=== Extract to read ===

Start the examination at the head, as this is likely to be withdrawn into the shell precluding further examination. Grasp the head behind the back of the skull and draw it out to its fullest extent. With most tortoises the mouth can now be opened and examined using the tip of a finger as a gag. With terrapins and similar a gag must be used. The rest of the body can then be examined systematically. Useful auscultation of the lung fields can sometimes be achieved by placing a damp towel over the carapace on to which the stethoscope is placed.
For Herman’s tortoise (T. hermanii) and the spur-thigh complex (T. graeca), an indication of health can be gained by the following (Peter Heathcote, pers. comm.). This is achieved by the following actions:
As a general rule, males have longer tails, a slit-like opening to the cloaca and a degree of concavity to the plastron, although this varies from species to species (Fig. 9.2). Chelonia have temperature-dependant sex determination and it is likely that variations in temperature at thermally-sensitive stages of embryonic development may produce a range of such secondary sexual characteristics, meaning that in some cases sexing is not an exact science.
Optimum site for collection in most chelonia is the jugular vein or brachial vein. Collection from the dorsal coccygeal vein and the subcarapacial jugular anastomosis are readily contaminated with lymph.
Large terrestrial chelonia often appear to have difficulty with transparent barriers and may spend a considerable amount of time attempting to walk through, over or under glass vivarium sides and doors. Blanking off these sides with tape or paint may reduce this behaviour.
With semi-aquatic chelonia such as terrapins, for general care they should be provided with a dry haul-out area which has an overhanging heat source to allow thorough drying of the carapace and sufficient water such that the terrapin can rest with its hind feet on the bottom and its nostrils above the surface. A weak terrapin is at risk of drowning. In some cases a terrapin may need to be ‘dry-docked’ for a period of time. Where possible, this can entail only short periods in a deeper bath. This can be combined with feeding as healthy terrapins will often prefer to feed submerged. Alternatively, serious attention to and monitoring of its fluid status should be undertaking if access to water is felt inappropriate (see Fluid Therapy below).

=== Data extract ===

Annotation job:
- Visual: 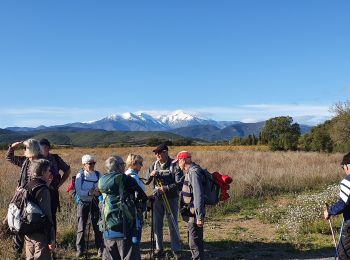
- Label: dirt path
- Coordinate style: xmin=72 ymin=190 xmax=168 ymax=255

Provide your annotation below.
xmin=137 ymin=214 xmax=333 ymax=259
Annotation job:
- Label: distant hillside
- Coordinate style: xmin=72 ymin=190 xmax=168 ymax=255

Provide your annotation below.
xmin=171 ymin=122 xmax=265 ymax=142
xmin=0 ymin=129 xmax=189 ymax=147
xmin=171 ymin=121 xmax=312 ymax=142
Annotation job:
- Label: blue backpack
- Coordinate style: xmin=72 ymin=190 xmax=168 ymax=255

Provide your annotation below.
xmin=72 ymin=169 xmax=100 ymax=204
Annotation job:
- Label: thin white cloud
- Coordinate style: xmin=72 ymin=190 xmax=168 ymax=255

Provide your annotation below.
xmin=0 ymin=104 xmax=332 ymax=128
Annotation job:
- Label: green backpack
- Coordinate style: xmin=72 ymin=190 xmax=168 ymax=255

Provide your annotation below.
xmin=98 ymin=172 xmax=135 ymax=234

===

● **Required actions**
1 - Please reproduce everything in the tortoise care passage from "For Herman’s tortoise" down to "contaminated with lymph.".
2 - Answer these from the tortoise care passage:
(a) What is placed over the carapace to help with auscultation of the lung fields?
(b) Which two veins are named as the optimum collection site in most chelonia?
(c) How deep should the water be for a semi-aquatic terrapin?

● **Solution set**
1 -
For Herman’s tortoise (T. hermanii) and the spur-thigh complex (T. graeca), an indication of health can be gained by the following (Peter Heathcote, pers. comm.). This is achieved by the following actions:
As a general rule, males have longer tails, a slit-like opening to the cloaca and a degree of concavity to the plastron, although this varies from species to species (Fig. 9.2). Chelonia have temperature-dependant sex determination and it is likely that variations in temperature at thermally-sensitive stages of embryonic development may produce a range of such secondary sexual characteristics, meaning that in some cases sexing is not an exact science.
Optimum site for collection in most chelonia is the jugular vein or brachial vein. Collection from the dorsal coccygeal vein and the subcarapacial jugular anastomosis are readily contaminated with lymph.

2 -
(a) A damp towel, with the stethoscope placed on it.
(b) The jugular vein or the brachial vein.
(c) Deep enough for the terrapin to rest with its hind feet on the bottom and its nostrils above the surface.